**Défis**
1. Selon l'extrait sur la SARL Bref, à quelle date cette société a-t-elle été immatriculée au RCS ?
2. Comptez les lignes des entrées qui contiennent le mot « return », en tenant compte de la casse. Indiquez uniquement ce nombre.
----- Extrait retenu
Le 12 février 2003, la SARL Bref a été immatriculée au RCS, Madame Françoise Roux Bellio apparaissant en qualité de gérante.

Le 6 décembre 2005, la société Yves Rocher a dénoncé le contrat de gérance libre, conformément aux stipulations contractuelles avec effet au 12 mars 2006 et a informé la société Bref que leurs relations se poursuivraient à compter du 13 mars 2006 sous forme d'un contrat à durée indéterminée, ce qui a été accepté par le couple Roux Bellio, le 9 mars 2006.

Le contrat de gérance devait faire l'objet d'un avenant concernant les nouvelles conditions financières en date des 18 mai et 28 juin 2007 mais à effet du 13 mars 2006.
----------
----- Jeu de données
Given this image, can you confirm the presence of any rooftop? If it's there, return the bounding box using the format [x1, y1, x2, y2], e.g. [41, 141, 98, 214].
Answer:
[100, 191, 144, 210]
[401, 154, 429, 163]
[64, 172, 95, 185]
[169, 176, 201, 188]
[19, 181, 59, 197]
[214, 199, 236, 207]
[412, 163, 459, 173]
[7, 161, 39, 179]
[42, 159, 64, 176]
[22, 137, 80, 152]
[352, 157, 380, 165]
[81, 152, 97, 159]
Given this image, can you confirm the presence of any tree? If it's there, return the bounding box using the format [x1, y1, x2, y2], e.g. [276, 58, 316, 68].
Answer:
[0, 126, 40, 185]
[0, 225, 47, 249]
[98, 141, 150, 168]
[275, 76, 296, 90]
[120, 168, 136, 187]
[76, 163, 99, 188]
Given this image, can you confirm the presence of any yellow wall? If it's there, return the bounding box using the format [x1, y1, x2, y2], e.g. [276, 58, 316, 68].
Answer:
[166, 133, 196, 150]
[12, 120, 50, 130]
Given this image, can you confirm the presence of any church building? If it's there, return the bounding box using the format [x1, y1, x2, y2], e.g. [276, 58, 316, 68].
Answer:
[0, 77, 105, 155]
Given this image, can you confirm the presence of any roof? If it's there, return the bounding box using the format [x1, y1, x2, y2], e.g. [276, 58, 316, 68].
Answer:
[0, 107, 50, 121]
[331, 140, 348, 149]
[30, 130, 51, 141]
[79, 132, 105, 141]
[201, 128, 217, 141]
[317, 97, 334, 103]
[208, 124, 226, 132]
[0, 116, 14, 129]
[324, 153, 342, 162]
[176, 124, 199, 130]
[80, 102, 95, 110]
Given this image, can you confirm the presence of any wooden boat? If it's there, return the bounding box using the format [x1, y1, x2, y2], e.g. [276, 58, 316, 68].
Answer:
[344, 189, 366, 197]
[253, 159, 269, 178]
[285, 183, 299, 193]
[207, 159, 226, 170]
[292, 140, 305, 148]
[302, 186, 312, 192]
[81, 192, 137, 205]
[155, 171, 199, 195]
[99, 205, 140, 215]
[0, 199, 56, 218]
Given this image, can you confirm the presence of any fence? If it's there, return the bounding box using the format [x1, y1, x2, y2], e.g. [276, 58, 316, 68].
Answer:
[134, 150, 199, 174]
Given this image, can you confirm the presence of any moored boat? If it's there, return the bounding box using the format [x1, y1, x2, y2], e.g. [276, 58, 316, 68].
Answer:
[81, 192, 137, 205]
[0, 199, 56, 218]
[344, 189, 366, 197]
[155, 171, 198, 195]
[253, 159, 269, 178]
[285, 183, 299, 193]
----------
**Réponses par tâche**
1. Le 12 février 2003.

2. 8